>> START PROVIDED PASSAGE

TensorFlow: numpy.repeat() alternative

I want to compare the predicted values yp from my neural network in a pairwise fashion, and so I was using (back in my old numpy implementation):
idx = np.repeat(np.arange(len(yp)), len(yp))
jdx = np.tile(np.arange(len(yp)), len(yp))
s = yp[[idx]] - yp[[jdx]]
This basically create a indexing mesh which I then use. idx=[0,0,0,1,1,1,...] while jdx=[0,1,2,0,1,2...]. I do not know if there is a simpler manner of doing it...
Anyhow, TensorFlow has a tf.tile(), but it seems to be lacking a tf.repeat().
idx = np.repeat(np.arange(n), n)
v2 = v[idx]
And I get the error:
TypeError: Bad slice index [ 0 0 0 ..., 215 215 215] of type <type 'numpy.ndarray'>
It also does not work to use a TensorFlow constant for the indexing:
idx = tf.constant(np.repeat(np.arange(n), n))
v2 = v[idx]
-
TypeError: Bad slice index Tensor("Const:0", shape=TensorShape([Dimension(46656)]), dtype=int64) of type <class 'tensorflow.python.framework.ops.Tensor'>
The idea is to convert my RankNet implementation to TensorFlow.
You can achieve the effect of np.repeat() using a combination of tf.tile() and tf.reshape():
idx = tf.range(len(yp))
idx = tf.reshape(idx, [-1, 1]) # Convert to a len(yp) x 1 matrix.
idx = tf.tile(idx, [1, len(yp)]) # Create multiple columns.
idx = tf.reshape(idx, [-1]) # Convert back to a vector.
You can simply compute jdx using tf.tile():
jdx = tf.range(len(yp))
jdx = tf.tile(jdx, [len(yp)])
For the indexing, you could try using tf.gather() to extract non-contiguous slices from the yp tensor:
s = tf.gather(yp, idx) - tf.gather(yp, jdx)
According to tf api document, tf.keras.backend.repeat_elements() does the same work with np.repeat() . For example,
x = tf.constant([1, 3, 3, 1], dtype=tf.float32)
rep_x = tf.keras.backend.repeat_elements(x, 5, axis=0)
# result: [1. 1. 1. 1. 1. 3. 3. 3. 3. 3. 3. 3. 3. 3. 3. 1. 1. 1. 1. 1.]
Just for 1-d tensors, I've made this function
def tf_repeat(y,repeat_num):
return tf.reshape(tf.tile(tf.expand_dims(y,axis=-1),[1,repeat_num]),[-1])
It looks like your question is so popular that people refer it on TF tracker. Sadly the same function is not still implemented in TF.
You can implement it by combining tf.tile, tf.reshape, tf.squeeze. Here is a way to convert examples from np.repeat:
import numpy as np
import tensorflow as tf
x = [[1,2],[3,4]]
print np.repeat(3, 4)
print np.repeat(x, 2)
print np.repeat(x, 3, axis=1)
x = tf.constant([[1,2],[3,4]])
with tf.Session() as sess:
print sess.run(tf.tile([3], [4]))
print sess.run(tf.squeeze(tf.reshape(tf.tile(tf.reshape(x, (-1, 1)), (1, 2)), (1, -1))))

>> END PROVIDED PASSAGE
>> START RECORDED INFORMATION

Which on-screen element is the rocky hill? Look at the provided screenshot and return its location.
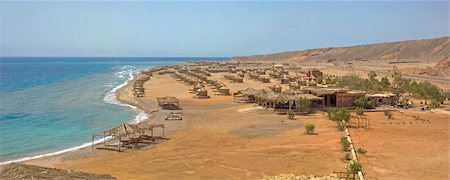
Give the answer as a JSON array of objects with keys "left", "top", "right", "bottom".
[{"left": 232, "top": 37, "right": 450, "bottom": 63}]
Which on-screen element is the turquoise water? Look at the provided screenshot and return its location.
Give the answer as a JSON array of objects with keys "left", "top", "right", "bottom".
[{"left": 0, "top": 57, "right": 223, "bottom": 162}]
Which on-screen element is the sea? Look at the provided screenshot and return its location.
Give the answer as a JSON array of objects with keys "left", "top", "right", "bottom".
[{"left": 0, "top": 57, "right": 228, "bottom": 164}]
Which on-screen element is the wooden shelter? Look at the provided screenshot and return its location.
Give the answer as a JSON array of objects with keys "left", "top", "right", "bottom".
[
  {"left": 302, "top": 87, "right": 366, "bottom": 107},
  {"left": 156, "top": 96, "right": 180, "bottom": 110}
]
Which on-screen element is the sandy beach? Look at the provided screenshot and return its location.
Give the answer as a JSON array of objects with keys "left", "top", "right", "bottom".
[{"left": 10, "top": 62, "right": 449, "bottom": 179}]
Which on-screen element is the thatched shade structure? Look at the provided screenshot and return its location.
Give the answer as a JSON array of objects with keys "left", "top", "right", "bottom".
[
  {"left": 271, "top": 84, "right": 281, "bottom": 93},
  {"left": 103, "top": 123, "right": 141, "bottom": 137},
  {"left": 233, "top": 88, "right": 260, "bottom": 103},
  {"left": 194, "top": 88, "right": 209, "bottom": 99},
  {"left": 193, "top": 83, "right": 205, "bottom": 91},
  {"left": 308, "top": 81, "right": 317, "bottom": 87}
]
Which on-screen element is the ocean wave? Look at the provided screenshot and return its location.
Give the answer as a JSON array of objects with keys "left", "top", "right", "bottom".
[
  {"left": 0, "top": 65, "right": 148, "bottom": 165},
  {"left": 103, "top": 65, "right": 148, "bottom": 124}
]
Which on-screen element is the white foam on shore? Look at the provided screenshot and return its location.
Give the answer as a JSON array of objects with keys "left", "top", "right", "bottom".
[
  {"left": 0, "top": 66, "right": 148, "bottom": 165},
  {"left": 103, "top": 66, "right": 148, "bottom": 124}
]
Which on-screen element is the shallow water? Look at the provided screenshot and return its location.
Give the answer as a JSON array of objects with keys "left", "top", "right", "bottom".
[{"left": 0, "top": 57, "right": 223, "bottom": 162}]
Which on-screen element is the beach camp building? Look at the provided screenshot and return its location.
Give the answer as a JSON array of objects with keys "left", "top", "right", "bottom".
[{"left": 302, "top": 87, "right": 366, "bottom": 107}]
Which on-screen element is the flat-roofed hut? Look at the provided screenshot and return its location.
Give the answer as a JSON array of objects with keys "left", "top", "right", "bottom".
[
  {"left": 255, "top": 89, "right": 278, "bottom": 107},
  {"left": 233, "top": 88, "right": 260, "bottom": 103},
  {"left": 192, "top": 83, "right": 205, "bottom": 92},
  {"left": 366, "top": 94, "right": 398, "bottom": 107},
  {"left": 289, "top": 82, "right": 301, "bottom": 91},
  {"left": 280, "top": 75, "right": 290, "bottom": 84},
  {"left": 308, "top": 88, "right": 366, "bottom": 107}
]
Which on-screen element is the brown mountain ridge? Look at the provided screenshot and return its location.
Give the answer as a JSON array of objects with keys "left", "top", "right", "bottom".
[{"left": 232, "top": 37, "right": 450, "bottom": 63}]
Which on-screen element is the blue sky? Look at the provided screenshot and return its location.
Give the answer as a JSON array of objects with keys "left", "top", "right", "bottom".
[{"left": 0, "top": 1, "right": 449, "bottom": 57}]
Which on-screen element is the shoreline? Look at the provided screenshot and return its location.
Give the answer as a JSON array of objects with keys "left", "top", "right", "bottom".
[{"left": 0, "top": 67, "right": 156, "bottom": 166}]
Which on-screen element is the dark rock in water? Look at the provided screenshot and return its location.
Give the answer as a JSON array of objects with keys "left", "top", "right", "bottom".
[{"left": 0, "top": 163, "right": 117, "bottom": 180}]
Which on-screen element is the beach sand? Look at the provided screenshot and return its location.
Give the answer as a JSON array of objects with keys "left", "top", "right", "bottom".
[
  {"left": 18, "top": 68, "right": 449, "bottom": 179},
  {"left": 21, "top": 71, "right": 345, "bottom": 179}
]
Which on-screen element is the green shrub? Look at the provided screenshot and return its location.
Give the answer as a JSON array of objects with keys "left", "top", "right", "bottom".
[
  {"left": 358, "top": 148, "right": 367, "bottom": 154},
  {"left": 356, "top": 107, "right": 364, "bottom": 116},
  {"left": 344, "top": 153, "right": 352, "bottom": 161},
  {"left": 384, "top": 110, "right": 393, "bottom": 119},
  {"left": 295, "top": 97, "right": 311, "bottom": 113},
  {"left": 430, "top": 99, "right": 441, "bottom": 109},
  {"left": 328, "top": 108, "right": 350, "bottom": 123},
  {"left": 305, "top": 124, "right": 316, "bottom": 134},
  {"left": 350, "top": 160, "right": 362, "bottom": 172}
]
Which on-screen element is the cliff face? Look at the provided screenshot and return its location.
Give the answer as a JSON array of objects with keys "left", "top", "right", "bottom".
[
  {"left": 232, "top": 37, "right": 450, "bottom": 62},
  {"left": 415, "top": 56, "right": 450, "bottom": 78}
]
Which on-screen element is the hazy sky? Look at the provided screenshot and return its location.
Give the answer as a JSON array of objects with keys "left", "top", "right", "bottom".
[{"left": 0, "top": 1, "right": 449, "bottom": 57}]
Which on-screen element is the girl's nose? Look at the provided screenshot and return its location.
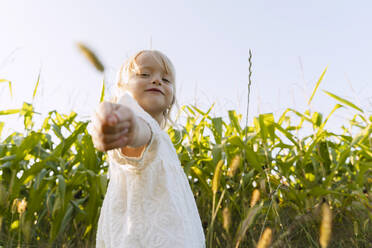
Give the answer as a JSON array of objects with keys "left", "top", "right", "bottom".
[{"left": 152, "top": 77, "right": 161, "bottom": 85}]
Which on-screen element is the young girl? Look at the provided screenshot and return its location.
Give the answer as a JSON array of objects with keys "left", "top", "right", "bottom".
[{"left": 92, "top": 50, "right": 205, "bottom": 248}]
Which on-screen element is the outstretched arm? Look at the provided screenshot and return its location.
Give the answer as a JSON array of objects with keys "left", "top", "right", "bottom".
[{"left": 92, "top": 102, "right": 151, "bottom": 157}]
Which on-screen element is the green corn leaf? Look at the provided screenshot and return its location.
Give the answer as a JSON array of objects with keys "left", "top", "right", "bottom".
[
  {"left": 57, "top": 175, "right": 66, "bottom": 203},
  {"left": 212, "top": 117, "right": 222, "bottom": 144},
  {"left": 323, "top": 90, "right": 364, "bottom": 113},
  {"left": 307, "top": 66, "right": 328, "bottom": 105},
  {"left": 212, "top": 160, "right": 223, "bottom": 194},
  {"left": 319, "top": 104, "right": 343, "bottom": 130},
  {"left": 0, "top": 121, "right": 4, "bottom": 140},
  {"left": 32, "top": 71, "right": 40, "bottom": 100}
]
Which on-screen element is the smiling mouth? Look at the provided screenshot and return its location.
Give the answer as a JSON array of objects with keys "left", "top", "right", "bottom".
[{"left": 146, "top": 89, "right": 163, "bottom": 94}]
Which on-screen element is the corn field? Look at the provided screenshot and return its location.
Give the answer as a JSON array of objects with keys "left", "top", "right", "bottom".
[{"left": 0, "top": 70, "right": 372, "bottom": 248}]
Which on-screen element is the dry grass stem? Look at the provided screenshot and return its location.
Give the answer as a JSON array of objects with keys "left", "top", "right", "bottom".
[
  {"left": 77, "top": 42, "right": 105, "bottom": 72},
  {"left": 212, "top": 160, "right": 223, "bottom": 194},
  {"left": 222, "top": 207, "right": 231, "bottom": 233},
  {"left": 227, "top": 155, "right": 241, "bottom": 177},
  {"left": 319, "top": 203, "right": 332, "bottom": 248},
  {"left": 257, "top": 227, "right": 273, "bottom": 248},
  {"left": 250, "top": 189, "right": 260, "bottom": 208}
]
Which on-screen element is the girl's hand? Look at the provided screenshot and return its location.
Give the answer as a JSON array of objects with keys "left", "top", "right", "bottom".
[{"left": 92, "top": 102, "right": 138, "bottom": 152}]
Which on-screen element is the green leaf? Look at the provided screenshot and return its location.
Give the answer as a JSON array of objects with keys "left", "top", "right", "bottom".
[
  {"left": 307, "top": 66, "right": 328, "bottom": 105},
  {"left": 245, "top": 147, "right": 262, "bottom": 171},
  {"left": 57, "top": 175, "right": 66, "bottom": 203},
  {"left": 323, "top": 90, "right": 364, "bottom": 113},
  {"left": 212, "top": 117, "right": 222, "bottom": 144},
  {"left": 0, "top": 121, "right": 4, "bottom": 139},
  {"left": 32, "top": 71, "right": 41, "bottom": 100},
  {"left": 228, "top": 110, "right": 241, "bottom": 133},
  {"left": 0, "top": 109, "right": 21, "bottom": 115}
]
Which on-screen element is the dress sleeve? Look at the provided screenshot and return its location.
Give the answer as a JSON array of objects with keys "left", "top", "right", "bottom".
[{"left": 108, "top": 92, "right": 161, "bottom": 171}]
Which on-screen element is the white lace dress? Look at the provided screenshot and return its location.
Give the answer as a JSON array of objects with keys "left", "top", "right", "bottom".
[{"left": 96, "top": 95, "right": 205, "bottom": 248}]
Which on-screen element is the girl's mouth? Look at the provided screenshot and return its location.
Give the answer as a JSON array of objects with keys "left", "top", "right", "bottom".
[{"left": 146, "top": 88, "right": 164, "bottom": 95}]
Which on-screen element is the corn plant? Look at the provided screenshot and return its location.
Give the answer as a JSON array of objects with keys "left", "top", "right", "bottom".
[{"left": 0, "top": 103, "right": 107, "bottom": 247}]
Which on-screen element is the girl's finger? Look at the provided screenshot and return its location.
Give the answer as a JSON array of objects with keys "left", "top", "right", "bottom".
[
  {"left": 99, "top": 129, "right": 128, "bottom": 144},
  {"left": 102, "top": 136, "right": 129, "bottom": 151},
  {"left": 93, "top": 120, "right": 130, "bottom": 134}
]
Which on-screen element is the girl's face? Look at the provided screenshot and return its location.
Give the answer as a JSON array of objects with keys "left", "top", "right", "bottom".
[{"left": 126, "top": 52, "right": 174, "bottom": 123}]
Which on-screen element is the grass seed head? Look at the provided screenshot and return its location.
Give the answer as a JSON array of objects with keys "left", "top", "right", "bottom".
[
  {"left": 77, "top": 43, "right": 105, "bottom": 72},
  {"left": 250, "top": 189, "right": 260, "bottom": 208},
  {"left": 257, "top": 227, "right": 273, "bottom": 248},
  {"left": 319, "top": 202, "right": 332, "bottom": 248},
  {"left": 17, "top": 198, "right": 27, "bottom": 214}
]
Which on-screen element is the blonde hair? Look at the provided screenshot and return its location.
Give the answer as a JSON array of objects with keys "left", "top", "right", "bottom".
[{"left": 114, "top": 50, "right": 176, "bottom": 128}]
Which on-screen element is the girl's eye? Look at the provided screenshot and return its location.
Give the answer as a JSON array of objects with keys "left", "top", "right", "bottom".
[{"left": 137, "top": 73, "right": 150, "bottom": 77}]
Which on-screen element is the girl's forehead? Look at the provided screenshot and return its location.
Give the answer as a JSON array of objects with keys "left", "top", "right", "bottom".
[{"left": 135, "top": 52, "right": 161, "bottom": 69}]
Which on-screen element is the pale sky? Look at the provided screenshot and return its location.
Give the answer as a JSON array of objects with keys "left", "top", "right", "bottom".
[{"left": 0, "top": 0, "right": 372, "bottom": 134}]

>> END RECORDED INFORMATION

EXERCISE INSTRUCTIONS:
Can you duplicate the part of the numpy.repeat() thread that begins at the words "You can achieve" and stops after "3, 1], dtype=tf.float32)"?

RESPONSE BELOW:
You can achieve the effect of np.repeat() using a combination of tf.tile() and tf.reshape():
idx = tf.range(len(yp))
idx = tf.reshape(idx, [-1, 1]) # Convert to a len(yp) x 1 matrix.
idx = tf.tile(idx, [1, len(yp)]) # Create multiple columns.
idx = tf.reshape(idx, [-1]) # Convert back to a vector.
You can simply compute jdx using tf.tile():
jdx = tf.range(len(yp))
jdx = tf.tile(jdx, [len(yp)])
For the indexing, you could try using tf.gather() to extract non-contiguous slices from the yp tensor:
s = tf.gather(yp, idx) - tf.gather(yp, jdx)
According to tf api document, tf.keras.backend.repeat_elements() does the same work with np.repeat() . For example,
x = tf.constant([1, 3, 3, 1], dtype=tf.float32)